▶ **REQUEST**
Return every line of the records below that contains the string "green", copying each line in full. Matching is case-sensitive.

____ DATA LISTING

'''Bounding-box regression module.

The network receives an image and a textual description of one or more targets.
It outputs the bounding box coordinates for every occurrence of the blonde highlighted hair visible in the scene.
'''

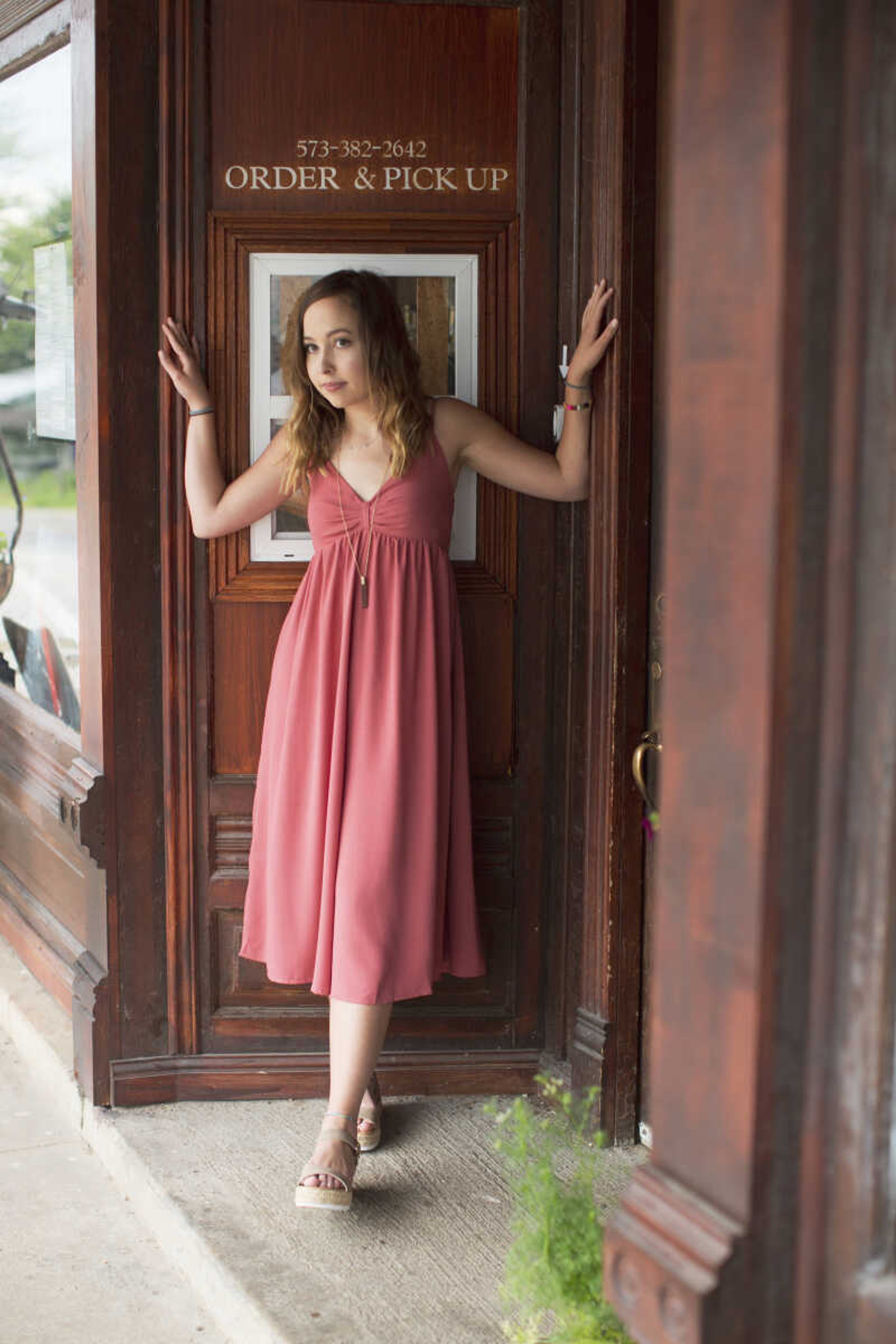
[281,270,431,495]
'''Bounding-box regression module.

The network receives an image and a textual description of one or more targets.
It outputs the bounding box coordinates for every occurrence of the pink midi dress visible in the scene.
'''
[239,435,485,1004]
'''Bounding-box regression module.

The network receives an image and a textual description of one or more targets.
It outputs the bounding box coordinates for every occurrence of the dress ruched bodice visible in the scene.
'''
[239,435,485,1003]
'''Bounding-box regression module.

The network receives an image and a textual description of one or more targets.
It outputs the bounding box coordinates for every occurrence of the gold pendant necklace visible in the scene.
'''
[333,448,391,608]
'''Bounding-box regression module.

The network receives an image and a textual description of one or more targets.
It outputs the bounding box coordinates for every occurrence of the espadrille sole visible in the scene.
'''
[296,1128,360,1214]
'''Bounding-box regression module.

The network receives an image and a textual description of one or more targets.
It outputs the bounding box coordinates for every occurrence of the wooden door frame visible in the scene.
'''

________
____ DATA LISTING

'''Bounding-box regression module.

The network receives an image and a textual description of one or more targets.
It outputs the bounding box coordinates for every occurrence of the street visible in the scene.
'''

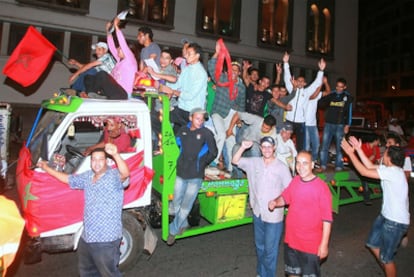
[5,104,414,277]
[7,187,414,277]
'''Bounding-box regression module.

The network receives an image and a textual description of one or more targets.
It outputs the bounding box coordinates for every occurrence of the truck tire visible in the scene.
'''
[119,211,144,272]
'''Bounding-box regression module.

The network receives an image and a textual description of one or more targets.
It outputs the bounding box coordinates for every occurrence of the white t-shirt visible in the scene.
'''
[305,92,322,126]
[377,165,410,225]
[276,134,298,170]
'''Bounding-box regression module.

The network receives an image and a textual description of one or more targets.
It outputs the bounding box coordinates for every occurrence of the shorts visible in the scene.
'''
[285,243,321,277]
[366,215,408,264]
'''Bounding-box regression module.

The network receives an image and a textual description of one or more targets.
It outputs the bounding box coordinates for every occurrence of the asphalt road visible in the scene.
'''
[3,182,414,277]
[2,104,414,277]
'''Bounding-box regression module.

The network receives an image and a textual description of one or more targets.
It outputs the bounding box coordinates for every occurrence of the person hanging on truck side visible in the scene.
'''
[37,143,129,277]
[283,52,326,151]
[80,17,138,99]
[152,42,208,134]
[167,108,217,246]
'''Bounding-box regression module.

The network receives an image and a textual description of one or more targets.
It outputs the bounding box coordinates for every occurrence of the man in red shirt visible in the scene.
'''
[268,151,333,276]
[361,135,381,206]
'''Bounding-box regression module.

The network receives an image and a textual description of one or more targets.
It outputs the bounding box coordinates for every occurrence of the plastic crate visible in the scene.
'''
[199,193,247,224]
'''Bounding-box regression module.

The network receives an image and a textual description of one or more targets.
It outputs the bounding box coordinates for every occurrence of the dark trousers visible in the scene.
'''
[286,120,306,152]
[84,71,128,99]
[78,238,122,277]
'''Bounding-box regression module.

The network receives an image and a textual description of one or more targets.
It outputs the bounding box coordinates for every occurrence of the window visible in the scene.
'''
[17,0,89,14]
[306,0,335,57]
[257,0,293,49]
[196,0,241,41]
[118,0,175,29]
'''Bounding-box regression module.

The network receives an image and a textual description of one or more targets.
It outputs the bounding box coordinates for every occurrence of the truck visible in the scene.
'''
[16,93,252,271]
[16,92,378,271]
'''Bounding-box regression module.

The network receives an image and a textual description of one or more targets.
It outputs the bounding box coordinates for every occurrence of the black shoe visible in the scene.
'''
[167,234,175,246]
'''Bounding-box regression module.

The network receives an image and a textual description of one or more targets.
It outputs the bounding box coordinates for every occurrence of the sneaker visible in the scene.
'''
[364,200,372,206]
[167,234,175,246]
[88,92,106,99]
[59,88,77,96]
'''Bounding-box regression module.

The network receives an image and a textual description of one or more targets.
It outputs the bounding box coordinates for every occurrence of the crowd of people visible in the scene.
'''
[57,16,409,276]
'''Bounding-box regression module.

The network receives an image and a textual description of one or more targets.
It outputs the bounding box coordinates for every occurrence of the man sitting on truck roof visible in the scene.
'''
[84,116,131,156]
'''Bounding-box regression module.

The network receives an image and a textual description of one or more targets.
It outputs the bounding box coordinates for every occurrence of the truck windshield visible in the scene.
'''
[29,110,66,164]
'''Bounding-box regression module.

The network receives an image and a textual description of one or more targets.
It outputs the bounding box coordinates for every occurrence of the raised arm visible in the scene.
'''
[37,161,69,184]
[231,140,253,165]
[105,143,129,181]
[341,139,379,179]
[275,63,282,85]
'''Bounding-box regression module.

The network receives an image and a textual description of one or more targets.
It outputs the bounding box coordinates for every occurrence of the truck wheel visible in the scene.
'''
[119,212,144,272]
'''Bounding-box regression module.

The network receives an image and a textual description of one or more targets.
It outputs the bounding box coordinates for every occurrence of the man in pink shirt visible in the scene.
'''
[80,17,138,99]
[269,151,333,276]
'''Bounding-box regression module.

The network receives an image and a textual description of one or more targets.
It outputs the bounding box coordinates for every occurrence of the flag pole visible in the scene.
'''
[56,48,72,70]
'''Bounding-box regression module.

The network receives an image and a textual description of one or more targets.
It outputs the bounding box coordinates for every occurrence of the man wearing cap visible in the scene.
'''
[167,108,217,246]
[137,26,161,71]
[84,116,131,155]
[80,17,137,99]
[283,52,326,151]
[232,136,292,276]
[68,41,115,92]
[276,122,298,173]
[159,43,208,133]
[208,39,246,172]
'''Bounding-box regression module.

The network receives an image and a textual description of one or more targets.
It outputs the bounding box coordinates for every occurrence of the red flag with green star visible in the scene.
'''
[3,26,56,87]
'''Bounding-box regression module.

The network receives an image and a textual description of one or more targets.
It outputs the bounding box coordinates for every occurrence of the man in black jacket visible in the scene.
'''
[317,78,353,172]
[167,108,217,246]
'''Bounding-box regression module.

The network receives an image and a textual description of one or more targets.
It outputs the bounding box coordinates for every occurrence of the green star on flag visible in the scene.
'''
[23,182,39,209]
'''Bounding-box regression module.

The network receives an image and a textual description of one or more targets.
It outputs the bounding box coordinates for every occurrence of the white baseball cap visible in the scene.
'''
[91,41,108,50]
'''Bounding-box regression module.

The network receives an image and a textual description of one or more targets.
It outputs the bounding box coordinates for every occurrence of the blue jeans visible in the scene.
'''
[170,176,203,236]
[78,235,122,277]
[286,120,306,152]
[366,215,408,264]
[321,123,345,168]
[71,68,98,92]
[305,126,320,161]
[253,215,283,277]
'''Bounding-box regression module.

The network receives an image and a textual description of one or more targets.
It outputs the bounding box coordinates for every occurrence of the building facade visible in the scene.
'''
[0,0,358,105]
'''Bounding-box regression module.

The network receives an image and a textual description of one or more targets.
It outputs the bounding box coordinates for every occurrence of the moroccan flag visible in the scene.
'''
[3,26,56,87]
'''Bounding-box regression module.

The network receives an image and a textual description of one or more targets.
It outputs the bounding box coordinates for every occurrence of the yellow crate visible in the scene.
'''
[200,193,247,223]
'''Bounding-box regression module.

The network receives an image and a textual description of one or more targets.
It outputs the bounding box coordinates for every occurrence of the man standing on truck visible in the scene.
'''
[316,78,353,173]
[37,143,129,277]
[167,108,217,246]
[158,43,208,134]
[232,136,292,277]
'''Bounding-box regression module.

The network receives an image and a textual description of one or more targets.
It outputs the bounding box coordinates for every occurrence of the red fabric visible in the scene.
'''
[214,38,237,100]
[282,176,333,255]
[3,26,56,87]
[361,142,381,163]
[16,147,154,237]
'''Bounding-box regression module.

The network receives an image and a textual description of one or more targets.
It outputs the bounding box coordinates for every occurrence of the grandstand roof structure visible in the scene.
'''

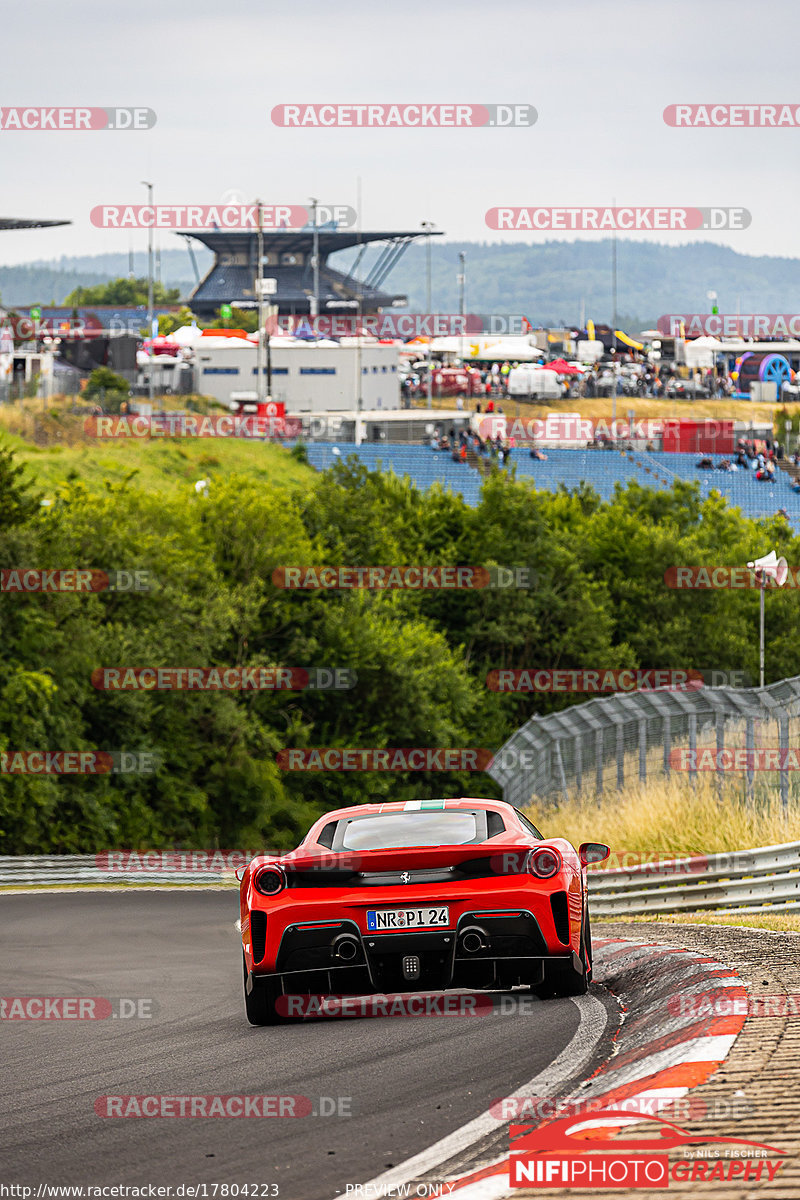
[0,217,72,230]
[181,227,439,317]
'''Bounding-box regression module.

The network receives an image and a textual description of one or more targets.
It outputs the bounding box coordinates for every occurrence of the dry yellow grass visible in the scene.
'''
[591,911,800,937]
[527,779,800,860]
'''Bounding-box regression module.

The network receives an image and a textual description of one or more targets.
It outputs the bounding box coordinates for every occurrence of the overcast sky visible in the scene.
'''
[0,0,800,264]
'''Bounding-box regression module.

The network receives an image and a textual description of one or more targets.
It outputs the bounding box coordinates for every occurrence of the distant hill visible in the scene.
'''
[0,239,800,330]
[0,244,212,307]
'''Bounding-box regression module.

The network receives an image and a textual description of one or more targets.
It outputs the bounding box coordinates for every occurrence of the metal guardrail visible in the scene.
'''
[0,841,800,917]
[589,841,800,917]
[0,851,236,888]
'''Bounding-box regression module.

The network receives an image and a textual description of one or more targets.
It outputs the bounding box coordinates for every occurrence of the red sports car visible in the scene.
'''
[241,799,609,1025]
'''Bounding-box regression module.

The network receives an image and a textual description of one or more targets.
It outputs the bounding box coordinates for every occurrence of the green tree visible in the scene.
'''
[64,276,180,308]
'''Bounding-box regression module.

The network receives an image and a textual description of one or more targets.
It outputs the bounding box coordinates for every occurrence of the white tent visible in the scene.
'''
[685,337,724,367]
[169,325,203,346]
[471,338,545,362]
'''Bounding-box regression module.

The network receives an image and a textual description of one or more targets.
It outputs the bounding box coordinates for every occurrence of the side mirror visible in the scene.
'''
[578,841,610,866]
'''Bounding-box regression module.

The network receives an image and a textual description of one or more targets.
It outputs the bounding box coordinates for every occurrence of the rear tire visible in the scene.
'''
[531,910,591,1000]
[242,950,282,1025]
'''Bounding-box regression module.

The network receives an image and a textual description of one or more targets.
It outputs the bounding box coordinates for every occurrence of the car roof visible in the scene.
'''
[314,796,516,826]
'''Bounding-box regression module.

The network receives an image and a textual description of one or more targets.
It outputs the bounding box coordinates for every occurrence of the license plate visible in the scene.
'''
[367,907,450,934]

________
____ DATA LISTING

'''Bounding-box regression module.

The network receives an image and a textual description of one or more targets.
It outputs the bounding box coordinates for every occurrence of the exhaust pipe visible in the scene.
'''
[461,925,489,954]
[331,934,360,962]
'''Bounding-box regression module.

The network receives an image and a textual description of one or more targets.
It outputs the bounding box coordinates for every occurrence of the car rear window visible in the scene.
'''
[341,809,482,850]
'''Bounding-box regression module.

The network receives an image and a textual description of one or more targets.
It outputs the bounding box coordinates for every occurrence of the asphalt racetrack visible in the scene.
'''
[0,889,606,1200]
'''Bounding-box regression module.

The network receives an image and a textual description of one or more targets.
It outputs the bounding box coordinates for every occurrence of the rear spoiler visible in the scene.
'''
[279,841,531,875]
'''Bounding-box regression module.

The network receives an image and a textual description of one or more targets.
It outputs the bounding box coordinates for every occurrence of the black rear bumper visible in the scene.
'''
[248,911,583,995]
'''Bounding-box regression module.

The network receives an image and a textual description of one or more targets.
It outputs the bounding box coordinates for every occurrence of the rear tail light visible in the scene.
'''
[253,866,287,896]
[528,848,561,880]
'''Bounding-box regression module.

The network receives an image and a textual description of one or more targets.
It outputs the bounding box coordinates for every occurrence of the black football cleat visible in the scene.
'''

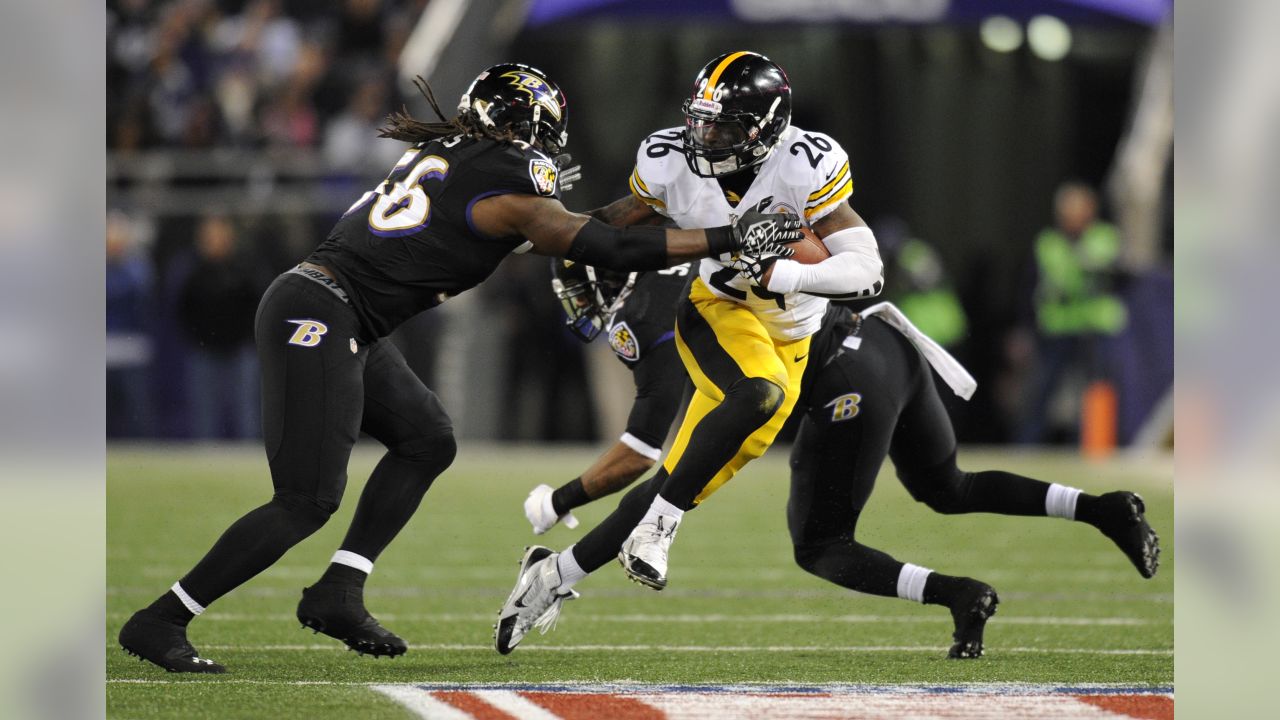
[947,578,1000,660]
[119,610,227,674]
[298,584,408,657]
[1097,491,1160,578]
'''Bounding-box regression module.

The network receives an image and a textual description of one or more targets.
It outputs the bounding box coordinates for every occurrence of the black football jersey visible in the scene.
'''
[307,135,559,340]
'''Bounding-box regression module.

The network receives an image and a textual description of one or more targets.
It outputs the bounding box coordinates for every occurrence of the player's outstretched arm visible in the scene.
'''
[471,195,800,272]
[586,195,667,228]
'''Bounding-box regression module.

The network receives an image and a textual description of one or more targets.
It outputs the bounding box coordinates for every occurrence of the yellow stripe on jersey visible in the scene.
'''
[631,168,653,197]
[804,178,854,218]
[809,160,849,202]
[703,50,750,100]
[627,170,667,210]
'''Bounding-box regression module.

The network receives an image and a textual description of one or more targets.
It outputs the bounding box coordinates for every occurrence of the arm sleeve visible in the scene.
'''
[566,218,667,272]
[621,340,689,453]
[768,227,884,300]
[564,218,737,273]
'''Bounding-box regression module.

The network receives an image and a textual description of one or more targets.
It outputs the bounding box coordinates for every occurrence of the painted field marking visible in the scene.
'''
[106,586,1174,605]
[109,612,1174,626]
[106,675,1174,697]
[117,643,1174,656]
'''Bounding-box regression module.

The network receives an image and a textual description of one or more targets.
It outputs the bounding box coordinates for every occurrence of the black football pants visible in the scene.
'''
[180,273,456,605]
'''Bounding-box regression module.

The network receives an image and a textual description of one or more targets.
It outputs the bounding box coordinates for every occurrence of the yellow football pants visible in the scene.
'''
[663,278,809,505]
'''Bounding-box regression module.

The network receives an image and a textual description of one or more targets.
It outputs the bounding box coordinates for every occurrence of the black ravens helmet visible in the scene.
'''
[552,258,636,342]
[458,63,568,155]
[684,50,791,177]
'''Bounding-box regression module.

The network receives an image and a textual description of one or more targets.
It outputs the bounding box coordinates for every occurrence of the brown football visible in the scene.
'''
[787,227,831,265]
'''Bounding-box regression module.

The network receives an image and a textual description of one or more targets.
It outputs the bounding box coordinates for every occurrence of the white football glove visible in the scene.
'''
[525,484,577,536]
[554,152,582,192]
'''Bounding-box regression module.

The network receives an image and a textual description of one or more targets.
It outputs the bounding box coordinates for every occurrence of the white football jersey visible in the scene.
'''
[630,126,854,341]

________

▶ **FULL SOLUTION**
It outputs the bounding box coordinates for every occurrence of the red flag with green star visible in the scene.
It outputs the bounding box coordinates for every occurrence of the green star on flag visible in the scene.
It outputs the bounding box coordinates for every occurrence of the green tree visible in the scene.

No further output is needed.